Task goal
Copy out the entire note on Vernon Vavasour Hooley word for word.

Text excerpt
═══
Mentioned for valuable services in connection with European war London Gazette 24 February 1917, 13 March 1918 and 25 March 1919.

Vernon Vavasour Hooley was born on 15 March 1862, the son of William Hooley, of Southampton. He married Mary, daughter of Lieutenant-Colonel T. Maxwell, of Eshowe, Zululand. As a Purser with the Royal Mail Steam Packet Company he received the Transport Medal for services in the S.S. Nile and S.S. Tagus in South Africa, and presented by the King on 4 November 1903. He was awarded the Brazilian Lifesaving medal in gold for jumping overboard and going to the rescue of Laura Christina de Macedo Malta, daughter of the Brazilian Consul-General in the Argentine, who was in danger of drowning on 14 February 1903.

In the period before the Great War he was a shipping agent in New York and was afterwards responsible for the fitting out of the S.S. Acradian and Carribean which conveyed Canadian troops from Quebec. He returned to England in January 1915 and joined the Army Service Corps as a Temporary Lieutenant the following month; Temporary Captain, May 1915; Temporary Major, August 1916; Acting Lieutenant-Colonel, June 1918; Lieutenant-Colonel, June 1919. He served at Deptford, Liverpool, Southampton and in France until November 1919. Commanded No. 2 Home Base Supply Depot A.S.C. He afterwards lived in Southampton and died in 1952, aged 90. Sold with copied record of service, correspondence concerning Brazilian Lifesaving medal and m.i.c. which confirms entitlement to B.W.M. only.
═══
Study material
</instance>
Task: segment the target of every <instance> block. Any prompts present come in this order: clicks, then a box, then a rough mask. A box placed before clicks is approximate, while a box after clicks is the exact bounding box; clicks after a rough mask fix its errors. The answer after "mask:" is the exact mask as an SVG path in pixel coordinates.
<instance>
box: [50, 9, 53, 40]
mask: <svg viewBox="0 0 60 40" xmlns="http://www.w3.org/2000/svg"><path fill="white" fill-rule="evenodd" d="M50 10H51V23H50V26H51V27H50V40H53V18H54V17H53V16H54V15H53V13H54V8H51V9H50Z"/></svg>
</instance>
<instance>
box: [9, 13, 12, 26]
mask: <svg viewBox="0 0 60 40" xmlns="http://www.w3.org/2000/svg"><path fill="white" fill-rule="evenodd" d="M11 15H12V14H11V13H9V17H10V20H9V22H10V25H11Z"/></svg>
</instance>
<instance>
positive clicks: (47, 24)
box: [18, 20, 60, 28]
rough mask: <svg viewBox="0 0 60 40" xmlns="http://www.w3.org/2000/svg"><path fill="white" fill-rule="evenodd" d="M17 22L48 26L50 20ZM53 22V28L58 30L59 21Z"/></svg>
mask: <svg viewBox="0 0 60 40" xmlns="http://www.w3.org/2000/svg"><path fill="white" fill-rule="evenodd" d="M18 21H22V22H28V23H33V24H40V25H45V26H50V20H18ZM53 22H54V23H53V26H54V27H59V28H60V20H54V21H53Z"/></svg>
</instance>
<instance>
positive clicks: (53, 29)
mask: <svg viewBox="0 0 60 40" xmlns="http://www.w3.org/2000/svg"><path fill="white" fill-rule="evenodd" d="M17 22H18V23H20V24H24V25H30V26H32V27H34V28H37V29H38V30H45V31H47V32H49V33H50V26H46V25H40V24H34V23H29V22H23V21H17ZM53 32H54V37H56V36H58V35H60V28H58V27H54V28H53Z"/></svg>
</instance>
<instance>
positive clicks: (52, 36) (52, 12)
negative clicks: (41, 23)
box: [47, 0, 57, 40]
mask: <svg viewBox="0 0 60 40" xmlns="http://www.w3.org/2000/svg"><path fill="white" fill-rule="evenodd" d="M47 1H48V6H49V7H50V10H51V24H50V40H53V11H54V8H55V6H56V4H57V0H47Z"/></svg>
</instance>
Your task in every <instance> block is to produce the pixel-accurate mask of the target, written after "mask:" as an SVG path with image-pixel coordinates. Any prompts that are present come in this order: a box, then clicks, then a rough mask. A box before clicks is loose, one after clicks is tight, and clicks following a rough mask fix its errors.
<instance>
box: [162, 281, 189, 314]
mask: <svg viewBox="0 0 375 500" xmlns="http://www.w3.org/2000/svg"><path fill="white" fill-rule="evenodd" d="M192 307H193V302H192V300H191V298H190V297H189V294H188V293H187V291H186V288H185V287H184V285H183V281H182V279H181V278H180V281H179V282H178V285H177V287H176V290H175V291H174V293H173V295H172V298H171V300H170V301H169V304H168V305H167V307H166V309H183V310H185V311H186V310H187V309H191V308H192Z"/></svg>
═══
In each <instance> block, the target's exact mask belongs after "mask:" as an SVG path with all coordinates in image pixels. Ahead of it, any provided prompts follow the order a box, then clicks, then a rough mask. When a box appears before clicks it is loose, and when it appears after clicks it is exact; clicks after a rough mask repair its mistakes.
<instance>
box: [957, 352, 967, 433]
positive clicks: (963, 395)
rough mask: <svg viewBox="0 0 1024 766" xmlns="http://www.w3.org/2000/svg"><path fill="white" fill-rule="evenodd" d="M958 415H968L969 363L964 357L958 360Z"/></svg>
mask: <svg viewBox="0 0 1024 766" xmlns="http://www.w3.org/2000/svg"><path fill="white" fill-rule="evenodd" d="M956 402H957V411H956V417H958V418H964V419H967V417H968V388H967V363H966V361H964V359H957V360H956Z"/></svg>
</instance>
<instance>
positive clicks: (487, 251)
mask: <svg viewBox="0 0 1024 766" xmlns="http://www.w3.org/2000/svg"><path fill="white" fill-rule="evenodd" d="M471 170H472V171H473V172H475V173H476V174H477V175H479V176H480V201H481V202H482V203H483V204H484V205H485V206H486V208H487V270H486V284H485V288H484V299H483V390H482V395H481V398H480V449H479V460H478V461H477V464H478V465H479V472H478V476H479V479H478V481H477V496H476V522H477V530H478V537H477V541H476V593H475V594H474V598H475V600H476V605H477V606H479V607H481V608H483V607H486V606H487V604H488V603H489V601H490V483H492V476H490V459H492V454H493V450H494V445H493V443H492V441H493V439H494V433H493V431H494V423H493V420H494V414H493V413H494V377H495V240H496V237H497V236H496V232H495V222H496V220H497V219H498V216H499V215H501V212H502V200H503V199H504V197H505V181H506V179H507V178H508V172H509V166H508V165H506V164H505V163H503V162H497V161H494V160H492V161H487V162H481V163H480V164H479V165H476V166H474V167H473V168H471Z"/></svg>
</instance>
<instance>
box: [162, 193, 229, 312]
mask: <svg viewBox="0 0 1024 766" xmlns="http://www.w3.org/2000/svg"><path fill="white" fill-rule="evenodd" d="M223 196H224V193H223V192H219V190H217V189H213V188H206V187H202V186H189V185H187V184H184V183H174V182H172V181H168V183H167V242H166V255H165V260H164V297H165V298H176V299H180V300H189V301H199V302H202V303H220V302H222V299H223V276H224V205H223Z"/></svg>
═══
Output of the task
Mentioned for valuable services in connection with European war London Gazette 24 February 1917, 13 March 1918 and 25 March 1919.

Vernon Vavasour Hooley was born on 15 March 1862, the son of William Hooley, of Southampton. He married Mary, daughter of Lieutenant-Colonel T. Maxwell, of Eshowe, Zululand. As a Purser with the Royal Mail Steam Packet Company he received the Transport Medal for services in the S.S. Nile and S.S. Tagus in South Africa, and presented by the King on 4 November 1903. He was awarded the Brazilian Lifesaving medal in gold for jumping overboard and going to the rescue of Laura Christina de Macedo Malta, daughter of the Brazilian Consul-General in the Argentine, who was in danger of drowning on 14 February 1903.

In the period before the Great War he was a shipping agent in New York and was afterwards responsible for the fitting out of the S.S. Acradian and Carribean which conveyed Canadian troops from Quebec. He returned to England in January 1915 and joined the Army Service Corps as a Temporary Lieutenant the following month; Temporary Captain, May 1915; Temporary Major, August 1916; Acting Lieutenant-Colonel, June 1918; Lieutenant-Colonel, June 1919. He served at Deptford, Liverpool, Southampton and in France until November 1919. Commanded No. 2 Home Base Supply Depot A.S.C. He afterwards lived in Southampton and died in 1952, aged 90. Sold with copied record of service, correspondence concerning Brazilian Lifesaving medal and m.i.c. which confirms entitlement to B.W.M. only.